━━━ GIVEN DATA

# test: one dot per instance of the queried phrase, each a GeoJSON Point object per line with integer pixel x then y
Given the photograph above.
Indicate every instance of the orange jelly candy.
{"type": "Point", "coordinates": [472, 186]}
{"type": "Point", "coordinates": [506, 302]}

━━━━━━

● BRIEF: Put the data above into a numbered list, one line per item, omitting any blank lines.

● TASK RESPONSE:
1. # test: one dot per instance of the queried phrase, each a GeoJSON Point object per line with integer pixel x then y
2. Given the photograph above.
3. Indicate every instance of the orange jelly candy.
4. {"type": "Point", "coordinates": [472, 186]}
5. {"type": "Point", "coordinates": [506, 302]}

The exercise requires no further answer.